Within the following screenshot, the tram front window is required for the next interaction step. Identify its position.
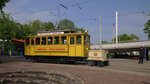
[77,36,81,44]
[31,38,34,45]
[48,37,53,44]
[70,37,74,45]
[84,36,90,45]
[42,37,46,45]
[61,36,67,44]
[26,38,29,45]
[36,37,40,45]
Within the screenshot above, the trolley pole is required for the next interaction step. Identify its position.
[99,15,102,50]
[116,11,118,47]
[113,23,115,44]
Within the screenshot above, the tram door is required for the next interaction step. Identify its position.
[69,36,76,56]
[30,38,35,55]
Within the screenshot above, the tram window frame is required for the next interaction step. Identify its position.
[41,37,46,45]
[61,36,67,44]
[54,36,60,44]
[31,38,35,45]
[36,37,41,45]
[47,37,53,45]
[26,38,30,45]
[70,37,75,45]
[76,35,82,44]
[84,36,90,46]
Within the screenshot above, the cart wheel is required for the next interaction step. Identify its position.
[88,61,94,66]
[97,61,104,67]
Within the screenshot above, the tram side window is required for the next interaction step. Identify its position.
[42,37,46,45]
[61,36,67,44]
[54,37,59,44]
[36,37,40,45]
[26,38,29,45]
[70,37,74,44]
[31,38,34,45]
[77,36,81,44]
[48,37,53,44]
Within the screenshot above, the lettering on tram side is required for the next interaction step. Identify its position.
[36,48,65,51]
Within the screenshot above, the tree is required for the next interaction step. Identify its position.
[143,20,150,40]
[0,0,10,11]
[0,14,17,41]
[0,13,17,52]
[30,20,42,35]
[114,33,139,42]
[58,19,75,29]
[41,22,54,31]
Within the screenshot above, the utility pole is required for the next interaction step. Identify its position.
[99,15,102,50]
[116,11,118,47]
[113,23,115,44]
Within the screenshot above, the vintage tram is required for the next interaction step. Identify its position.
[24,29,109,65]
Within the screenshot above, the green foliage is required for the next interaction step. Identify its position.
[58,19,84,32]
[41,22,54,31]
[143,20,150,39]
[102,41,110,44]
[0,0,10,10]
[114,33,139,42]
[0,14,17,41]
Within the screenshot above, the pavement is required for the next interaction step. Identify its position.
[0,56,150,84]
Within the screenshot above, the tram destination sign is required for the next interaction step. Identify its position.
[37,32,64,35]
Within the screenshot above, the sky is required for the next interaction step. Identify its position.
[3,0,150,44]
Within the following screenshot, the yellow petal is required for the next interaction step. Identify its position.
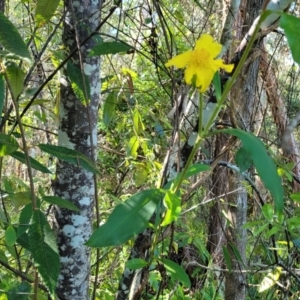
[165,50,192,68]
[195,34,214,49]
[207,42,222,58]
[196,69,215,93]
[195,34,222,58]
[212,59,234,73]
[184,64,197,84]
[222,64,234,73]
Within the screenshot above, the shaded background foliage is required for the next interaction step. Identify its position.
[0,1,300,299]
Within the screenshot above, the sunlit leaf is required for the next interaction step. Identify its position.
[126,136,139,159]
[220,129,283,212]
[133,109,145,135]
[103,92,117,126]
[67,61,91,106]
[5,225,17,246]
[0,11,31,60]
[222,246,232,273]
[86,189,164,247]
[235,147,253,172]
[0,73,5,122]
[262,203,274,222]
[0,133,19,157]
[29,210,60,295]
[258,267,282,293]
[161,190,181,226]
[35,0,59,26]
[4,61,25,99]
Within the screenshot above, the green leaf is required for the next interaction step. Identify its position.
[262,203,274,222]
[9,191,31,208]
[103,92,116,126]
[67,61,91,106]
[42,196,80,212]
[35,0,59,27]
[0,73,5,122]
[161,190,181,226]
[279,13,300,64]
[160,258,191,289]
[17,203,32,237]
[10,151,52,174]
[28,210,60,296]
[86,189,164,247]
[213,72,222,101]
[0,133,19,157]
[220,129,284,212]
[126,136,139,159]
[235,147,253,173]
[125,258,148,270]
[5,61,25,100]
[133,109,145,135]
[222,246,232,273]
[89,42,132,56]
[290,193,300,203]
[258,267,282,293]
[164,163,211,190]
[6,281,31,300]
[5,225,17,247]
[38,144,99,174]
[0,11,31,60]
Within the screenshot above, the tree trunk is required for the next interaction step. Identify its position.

------------------------------------------------------------------------

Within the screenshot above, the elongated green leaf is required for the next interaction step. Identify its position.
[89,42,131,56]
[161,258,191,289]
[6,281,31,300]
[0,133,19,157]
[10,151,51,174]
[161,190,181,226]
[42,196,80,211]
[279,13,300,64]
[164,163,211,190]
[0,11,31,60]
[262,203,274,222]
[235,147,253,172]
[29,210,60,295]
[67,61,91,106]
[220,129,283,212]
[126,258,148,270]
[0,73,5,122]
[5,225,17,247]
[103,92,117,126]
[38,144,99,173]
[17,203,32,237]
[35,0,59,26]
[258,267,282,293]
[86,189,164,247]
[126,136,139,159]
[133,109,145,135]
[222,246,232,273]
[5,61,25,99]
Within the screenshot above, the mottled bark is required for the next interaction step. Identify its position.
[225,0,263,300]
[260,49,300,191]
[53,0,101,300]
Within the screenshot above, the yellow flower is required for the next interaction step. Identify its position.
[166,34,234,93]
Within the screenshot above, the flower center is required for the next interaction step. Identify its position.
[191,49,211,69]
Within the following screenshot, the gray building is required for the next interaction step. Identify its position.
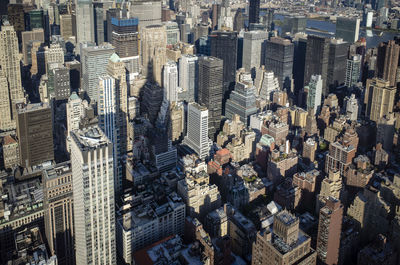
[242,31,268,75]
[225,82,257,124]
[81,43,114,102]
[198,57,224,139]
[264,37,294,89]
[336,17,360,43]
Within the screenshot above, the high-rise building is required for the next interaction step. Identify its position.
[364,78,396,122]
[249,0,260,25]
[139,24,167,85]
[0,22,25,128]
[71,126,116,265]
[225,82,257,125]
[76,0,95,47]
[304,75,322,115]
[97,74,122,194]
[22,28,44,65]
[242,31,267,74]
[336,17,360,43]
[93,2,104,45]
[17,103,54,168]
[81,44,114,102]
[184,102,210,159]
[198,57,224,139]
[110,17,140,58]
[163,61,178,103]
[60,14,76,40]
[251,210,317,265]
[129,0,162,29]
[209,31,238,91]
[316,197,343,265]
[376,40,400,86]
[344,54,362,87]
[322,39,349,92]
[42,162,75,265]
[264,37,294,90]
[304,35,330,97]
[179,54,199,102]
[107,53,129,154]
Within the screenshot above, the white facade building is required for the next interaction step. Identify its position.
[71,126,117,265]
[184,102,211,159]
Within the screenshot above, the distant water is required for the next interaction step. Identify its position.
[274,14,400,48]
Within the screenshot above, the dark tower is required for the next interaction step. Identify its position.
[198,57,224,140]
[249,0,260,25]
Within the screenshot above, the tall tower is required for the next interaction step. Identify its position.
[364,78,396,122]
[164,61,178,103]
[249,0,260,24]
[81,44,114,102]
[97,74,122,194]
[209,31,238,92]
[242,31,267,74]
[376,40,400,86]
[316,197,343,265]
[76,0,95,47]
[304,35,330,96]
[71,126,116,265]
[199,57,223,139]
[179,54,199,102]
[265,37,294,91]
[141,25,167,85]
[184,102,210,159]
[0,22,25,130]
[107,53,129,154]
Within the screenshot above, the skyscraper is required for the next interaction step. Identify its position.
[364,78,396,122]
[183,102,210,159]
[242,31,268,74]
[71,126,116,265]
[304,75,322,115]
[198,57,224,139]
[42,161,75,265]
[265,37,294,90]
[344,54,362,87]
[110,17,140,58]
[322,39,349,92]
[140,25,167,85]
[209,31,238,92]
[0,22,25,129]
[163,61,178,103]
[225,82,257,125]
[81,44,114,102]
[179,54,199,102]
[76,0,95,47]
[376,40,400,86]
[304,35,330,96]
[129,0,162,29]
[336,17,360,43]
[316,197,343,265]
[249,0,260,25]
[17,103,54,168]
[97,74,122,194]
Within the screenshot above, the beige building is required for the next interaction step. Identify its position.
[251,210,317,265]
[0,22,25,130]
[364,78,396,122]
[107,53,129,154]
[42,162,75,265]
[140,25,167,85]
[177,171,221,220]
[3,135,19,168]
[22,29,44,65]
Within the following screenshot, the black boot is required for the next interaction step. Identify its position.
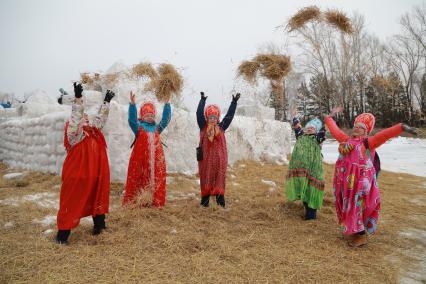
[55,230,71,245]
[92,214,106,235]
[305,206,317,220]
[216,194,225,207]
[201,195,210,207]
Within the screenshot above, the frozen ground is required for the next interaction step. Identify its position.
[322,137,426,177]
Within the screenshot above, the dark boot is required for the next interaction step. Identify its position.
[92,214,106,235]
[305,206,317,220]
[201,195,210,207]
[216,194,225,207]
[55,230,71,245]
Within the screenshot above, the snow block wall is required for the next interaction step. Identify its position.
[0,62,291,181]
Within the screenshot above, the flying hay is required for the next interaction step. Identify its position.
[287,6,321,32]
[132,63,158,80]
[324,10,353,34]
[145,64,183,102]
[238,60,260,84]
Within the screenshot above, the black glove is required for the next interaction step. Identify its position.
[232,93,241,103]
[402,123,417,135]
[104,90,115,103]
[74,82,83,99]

------------------------------------------------------------------------

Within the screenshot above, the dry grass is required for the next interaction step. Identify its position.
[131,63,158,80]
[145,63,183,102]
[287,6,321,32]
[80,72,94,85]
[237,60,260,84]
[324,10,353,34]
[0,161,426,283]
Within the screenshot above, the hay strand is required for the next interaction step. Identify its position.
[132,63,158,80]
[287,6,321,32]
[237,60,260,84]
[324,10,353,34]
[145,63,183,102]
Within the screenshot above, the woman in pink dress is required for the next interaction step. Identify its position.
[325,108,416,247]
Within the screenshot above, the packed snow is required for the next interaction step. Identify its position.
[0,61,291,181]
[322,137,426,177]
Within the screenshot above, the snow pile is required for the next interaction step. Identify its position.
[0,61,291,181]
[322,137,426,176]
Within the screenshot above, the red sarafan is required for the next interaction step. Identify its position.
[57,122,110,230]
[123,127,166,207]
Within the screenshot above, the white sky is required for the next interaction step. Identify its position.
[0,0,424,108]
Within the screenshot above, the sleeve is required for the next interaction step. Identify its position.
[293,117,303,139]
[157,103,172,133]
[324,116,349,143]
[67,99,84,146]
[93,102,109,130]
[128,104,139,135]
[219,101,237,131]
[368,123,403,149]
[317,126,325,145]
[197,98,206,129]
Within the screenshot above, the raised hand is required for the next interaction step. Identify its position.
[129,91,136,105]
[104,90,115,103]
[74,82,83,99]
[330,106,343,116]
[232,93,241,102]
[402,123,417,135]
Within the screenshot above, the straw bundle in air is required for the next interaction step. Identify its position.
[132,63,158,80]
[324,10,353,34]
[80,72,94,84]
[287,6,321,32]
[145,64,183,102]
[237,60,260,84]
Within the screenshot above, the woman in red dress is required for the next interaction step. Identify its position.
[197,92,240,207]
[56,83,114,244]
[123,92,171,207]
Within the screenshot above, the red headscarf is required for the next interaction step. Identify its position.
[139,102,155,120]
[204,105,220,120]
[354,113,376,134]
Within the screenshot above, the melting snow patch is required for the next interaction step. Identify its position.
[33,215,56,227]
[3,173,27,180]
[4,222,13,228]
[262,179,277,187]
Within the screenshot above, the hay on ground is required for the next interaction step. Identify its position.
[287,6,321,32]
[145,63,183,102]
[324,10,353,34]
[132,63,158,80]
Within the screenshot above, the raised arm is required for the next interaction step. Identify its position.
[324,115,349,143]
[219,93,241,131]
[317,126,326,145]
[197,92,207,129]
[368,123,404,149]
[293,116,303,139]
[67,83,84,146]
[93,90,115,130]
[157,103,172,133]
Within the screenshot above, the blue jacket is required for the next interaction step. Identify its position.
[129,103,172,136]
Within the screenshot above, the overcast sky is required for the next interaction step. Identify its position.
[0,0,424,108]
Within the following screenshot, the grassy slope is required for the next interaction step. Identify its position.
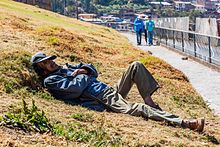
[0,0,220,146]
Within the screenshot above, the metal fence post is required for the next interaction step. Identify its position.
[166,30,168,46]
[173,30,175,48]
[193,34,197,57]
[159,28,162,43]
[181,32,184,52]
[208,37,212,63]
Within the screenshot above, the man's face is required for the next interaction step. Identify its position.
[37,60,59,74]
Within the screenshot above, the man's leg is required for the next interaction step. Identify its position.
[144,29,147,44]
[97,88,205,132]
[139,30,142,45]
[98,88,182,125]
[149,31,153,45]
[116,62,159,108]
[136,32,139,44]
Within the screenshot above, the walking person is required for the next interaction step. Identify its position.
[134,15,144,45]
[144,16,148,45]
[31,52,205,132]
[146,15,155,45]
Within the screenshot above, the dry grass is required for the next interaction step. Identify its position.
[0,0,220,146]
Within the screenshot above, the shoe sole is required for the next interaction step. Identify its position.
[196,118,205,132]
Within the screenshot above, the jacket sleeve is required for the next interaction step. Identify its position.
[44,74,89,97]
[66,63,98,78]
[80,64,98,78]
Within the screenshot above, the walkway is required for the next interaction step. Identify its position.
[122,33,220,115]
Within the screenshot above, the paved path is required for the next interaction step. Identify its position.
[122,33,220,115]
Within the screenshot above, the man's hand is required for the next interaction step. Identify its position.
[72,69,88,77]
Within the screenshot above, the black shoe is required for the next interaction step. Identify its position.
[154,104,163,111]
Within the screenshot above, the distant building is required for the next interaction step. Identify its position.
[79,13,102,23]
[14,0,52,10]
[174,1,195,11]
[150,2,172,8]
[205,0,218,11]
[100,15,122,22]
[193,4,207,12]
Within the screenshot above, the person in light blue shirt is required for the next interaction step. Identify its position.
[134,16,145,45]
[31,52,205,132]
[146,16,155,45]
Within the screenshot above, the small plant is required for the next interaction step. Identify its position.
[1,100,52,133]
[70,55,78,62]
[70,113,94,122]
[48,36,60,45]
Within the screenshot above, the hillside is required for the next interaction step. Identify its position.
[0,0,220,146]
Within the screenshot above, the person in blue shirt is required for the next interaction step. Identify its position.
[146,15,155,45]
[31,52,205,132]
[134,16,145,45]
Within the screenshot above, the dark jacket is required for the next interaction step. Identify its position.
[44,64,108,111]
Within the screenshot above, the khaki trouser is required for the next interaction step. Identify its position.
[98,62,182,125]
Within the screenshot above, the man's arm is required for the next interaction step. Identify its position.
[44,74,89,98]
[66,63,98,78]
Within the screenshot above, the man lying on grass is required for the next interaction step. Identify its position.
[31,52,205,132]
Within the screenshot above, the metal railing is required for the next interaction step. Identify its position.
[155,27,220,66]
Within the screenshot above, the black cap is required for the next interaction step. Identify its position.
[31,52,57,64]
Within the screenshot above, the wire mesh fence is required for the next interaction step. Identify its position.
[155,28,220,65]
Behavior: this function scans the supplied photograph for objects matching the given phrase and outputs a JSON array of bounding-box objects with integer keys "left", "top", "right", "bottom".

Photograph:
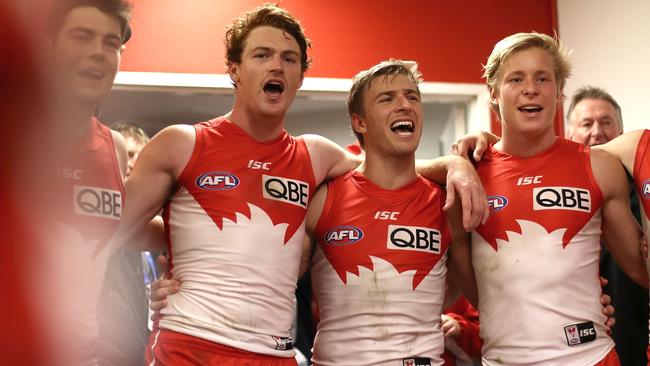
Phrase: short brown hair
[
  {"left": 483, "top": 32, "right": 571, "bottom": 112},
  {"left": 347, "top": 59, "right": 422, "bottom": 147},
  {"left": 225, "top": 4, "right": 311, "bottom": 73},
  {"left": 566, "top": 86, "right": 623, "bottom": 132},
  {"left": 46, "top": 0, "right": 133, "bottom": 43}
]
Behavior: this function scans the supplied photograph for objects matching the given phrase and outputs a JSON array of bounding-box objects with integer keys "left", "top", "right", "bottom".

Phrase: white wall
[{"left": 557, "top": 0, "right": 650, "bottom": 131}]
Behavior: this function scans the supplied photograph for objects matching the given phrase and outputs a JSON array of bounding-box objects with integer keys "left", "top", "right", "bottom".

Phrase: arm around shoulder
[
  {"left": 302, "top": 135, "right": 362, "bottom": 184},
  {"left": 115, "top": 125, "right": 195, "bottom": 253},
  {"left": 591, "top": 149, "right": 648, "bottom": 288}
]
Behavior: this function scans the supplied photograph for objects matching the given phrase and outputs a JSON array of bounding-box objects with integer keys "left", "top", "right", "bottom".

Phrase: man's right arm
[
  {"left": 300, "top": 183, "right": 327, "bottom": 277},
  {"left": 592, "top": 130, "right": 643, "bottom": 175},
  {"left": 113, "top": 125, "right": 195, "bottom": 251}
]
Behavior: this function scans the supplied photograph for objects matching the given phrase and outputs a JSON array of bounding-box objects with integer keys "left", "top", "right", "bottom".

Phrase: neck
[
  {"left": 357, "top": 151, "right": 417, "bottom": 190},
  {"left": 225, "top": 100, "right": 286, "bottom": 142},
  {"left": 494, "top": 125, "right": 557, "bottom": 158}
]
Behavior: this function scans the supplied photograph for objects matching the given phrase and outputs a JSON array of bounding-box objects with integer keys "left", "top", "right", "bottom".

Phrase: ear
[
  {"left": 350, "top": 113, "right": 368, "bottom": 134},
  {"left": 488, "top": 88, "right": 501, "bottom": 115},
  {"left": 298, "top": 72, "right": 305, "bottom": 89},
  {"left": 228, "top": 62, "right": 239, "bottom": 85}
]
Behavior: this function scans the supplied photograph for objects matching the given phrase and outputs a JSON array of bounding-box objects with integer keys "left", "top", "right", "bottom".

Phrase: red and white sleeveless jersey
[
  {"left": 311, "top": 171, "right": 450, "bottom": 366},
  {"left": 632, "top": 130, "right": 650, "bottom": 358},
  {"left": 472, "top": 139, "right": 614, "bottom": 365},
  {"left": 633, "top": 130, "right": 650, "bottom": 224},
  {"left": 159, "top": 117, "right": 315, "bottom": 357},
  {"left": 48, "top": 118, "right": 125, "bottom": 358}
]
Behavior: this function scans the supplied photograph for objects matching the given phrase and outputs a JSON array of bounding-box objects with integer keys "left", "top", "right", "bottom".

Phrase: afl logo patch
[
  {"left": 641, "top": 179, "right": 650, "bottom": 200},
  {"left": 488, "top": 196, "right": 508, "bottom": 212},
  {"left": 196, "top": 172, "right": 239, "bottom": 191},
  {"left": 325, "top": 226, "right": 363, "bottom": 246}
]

------------------------------------------------------------------------

Problem description: Reproduce the entries between the lines holding "Within the screenshot above, the jacket" and "[48,36,60,45]", inclusive, with the request lines unchanged, and add 142 to every bounding-box coordinate in the answers.

Answer below:
Within the screenshot above, the jacket sleeve is required for the next interaction step. Identify its position.
[186,216,231,239]
[208,205,240,220]
[222,206,240,220]
Within the screenshot above, the walkway is required for the next interaction step. Identify its position.
[264,175,362,257]
Within the screenshot above, the paved path is required for the next interaction step. Identify its position.
[264,175,362,257]
Within the screenshot above, the man's hand is required for the next interaction step. Identify its position.
[214,211,230,219]
Within the screenshot above, the black shoe is required for the next interaction step. Identify its position.
[296,246,305,253]
Within the screenshot above, the distant building is required for the next interaction step. Identify its position.
[221,155,244,165]
[156,142,194,152]
[316,143,337,153]
[292,144,314,150]
[347,142,360,153]
[242,157,264,164]
[335,146,349,154]
Within the screenshot above, the person in light blue shirt is required for the next interaction step. Identify its position.
[276,158,287,187]
[173,194,347,274]
[288,158,297,187]
Within the screenshot above, the small plant is required for the next interaction step. Identify its position.
[143,242,194,275]
[212,197,220,204]
[212,255,236,264]
[190,178,202,187]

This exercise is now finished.